What you will do:
Which lines in the items below contain the string "tile"? Copy each of them in full, treating uppercase and lowercase letters as distinct.

Entries shown:
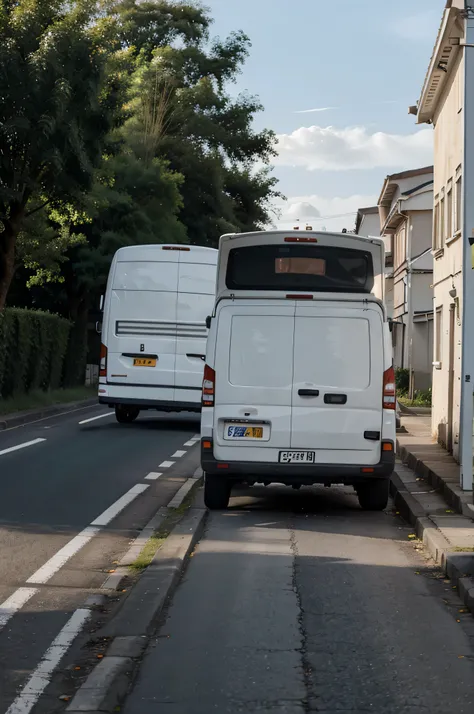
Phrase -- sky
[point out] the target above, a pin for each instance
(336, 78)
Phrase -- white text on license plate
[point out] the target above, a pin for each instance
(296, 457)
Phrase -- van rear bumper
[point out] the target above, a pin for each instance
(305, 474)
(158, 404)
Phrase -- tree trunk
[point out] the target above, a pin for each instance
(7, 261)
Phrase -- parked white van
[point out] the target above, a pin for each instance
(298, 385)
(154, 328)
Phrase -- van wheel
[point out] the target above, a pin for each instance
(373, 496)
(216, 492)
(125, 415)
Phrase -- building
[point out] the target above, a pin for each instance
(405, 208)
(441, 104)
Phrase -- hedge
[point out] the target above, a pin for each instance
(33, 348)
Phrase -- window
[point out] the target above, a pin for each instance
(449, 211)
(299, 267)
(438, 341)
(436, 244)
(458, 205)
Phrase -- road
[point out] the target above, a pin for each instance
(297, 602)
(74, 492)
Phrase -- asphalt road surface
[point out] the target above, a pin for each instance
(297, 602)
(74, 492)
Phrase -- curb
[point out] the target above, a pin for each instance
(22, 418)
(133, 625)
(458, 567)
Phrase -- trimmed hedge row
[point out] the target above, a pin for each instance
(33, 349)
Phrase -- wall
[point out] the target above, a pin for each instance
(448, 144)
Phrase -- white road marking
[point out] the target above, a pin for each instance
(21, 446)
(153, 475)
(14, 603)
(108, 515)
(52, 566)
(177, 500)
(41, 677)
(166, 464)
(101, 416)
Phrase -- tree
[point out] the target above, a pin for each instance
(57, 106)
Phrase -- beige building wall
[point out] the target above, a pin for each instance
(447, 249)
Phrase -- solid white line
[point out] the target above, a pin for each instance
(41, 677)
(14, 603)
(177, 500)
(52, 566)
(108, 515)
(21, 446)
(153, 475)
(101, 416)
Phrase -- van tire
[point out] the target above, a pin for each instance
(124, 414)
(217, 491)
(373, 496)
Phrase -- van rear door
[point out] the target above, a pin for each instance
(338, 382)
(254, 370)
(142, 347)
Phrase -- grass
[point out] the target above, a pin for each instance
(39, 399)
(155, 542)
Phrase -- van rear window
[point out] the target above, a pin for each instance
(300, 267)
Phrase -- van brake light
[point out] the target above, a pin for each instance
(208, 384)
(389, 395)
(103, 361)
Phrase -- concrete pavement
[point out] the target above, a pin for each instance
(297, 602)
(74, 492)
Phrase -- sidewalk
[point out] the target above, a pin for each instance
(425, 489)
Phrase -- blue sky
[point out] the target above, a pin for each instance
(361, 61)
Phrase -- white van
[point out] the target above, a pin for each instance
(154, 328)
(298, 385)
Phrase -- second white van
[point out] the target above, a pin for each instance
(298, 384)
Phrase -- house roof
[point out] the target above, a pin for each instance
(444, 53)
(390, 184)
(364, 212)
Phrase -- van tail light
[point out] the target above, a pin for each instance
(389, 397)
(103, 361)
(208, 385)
* * *
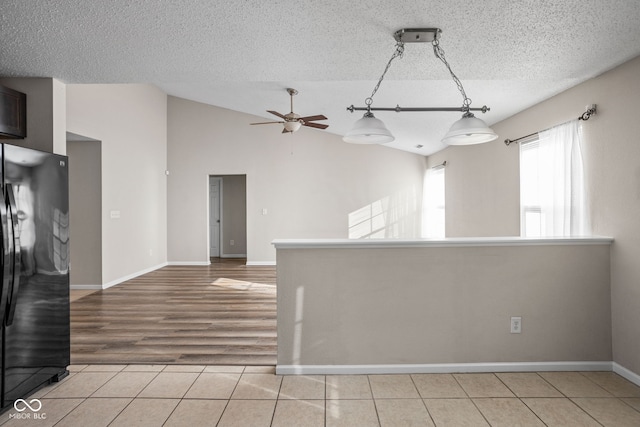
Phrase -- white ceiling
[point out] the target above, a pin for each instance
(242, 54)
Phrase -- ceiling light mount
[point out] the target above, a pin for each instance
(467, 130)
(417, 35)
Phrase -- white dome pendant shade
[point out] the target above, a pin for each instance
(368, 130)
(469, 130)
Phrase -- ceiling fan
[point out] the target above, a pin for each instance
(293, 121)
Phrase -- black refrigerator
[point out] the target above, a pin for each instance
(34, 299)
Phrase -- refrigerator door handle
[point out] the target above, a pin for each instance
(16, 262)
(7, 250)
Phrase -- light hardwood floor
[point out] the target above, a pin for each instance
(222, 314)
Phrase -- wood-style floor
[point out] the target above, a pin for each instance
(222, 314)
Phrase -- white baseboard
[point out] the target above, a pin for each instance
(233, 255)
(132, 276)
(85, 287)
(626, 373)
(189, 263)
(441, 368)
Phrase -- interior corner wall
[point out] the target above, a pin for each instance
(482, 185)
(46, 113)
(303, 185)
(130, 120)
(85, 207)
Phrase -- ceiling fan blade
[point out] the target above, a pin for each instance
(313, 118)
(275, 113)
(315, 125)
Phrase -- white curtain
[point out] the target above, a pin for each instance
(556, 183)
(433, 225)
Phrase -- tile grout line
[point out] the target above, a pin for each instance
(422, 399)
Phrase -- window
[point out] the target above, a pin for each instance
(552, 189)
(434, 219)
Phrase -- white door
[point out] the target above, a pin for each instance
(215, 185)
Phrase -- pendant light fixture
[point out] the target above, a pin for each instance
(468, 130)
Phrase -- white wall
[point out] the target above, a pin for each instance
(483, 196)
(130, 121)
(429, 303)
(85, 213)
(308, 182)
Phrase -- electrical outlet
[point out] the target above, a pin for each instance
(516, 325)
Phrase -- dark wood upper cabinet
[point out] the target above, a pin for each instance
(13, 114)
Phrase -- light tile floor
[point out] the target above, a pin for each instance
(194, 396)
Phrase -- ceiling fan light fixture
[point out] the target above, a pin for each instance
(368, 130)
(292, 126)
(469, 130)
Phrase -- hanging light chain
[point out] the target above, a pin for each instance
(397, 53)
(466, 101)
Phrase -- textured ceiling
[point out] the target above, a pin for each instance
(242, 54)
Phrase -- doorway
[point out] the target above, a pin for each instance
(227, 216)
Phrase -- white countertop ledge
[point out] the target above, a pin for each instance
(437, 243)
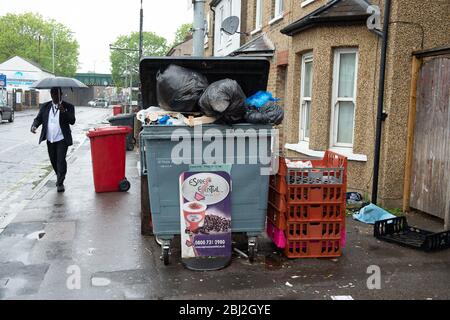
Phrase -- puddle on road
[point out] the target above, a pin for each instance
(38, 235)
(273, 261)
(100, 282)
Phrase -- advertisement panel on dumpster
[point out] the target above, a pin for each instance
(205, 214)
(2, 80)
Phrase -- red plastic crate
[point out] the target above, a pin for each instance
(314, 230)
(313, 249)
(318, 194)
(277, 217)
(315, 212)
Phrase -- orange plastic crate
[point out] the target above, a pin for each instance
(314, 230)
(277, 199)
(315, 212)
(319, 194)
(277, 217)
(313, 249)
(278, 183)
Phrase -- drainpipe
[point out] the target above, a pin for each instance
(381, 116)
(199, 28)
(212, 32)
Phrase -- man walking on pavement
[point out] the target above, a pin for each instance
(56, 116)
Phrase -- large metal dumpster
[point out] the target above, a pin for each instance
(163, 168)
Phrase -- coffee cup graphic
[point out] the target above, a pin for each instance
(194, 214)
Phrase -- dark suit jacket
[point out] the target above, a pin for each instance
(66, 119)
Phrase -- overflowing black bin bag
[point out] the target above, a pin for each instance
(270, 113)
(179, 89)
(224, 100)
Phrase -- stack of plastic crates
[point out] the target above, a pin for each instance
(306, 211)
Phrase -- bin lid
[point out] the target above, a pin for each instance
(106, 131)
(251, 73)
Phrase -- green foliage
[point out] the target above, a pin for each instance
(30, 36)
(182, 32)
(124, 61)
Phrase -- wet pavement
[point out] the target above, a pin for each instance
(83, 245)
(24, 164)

Result for this task:
Phrase -- tile grout line
Phrase -- light tile floor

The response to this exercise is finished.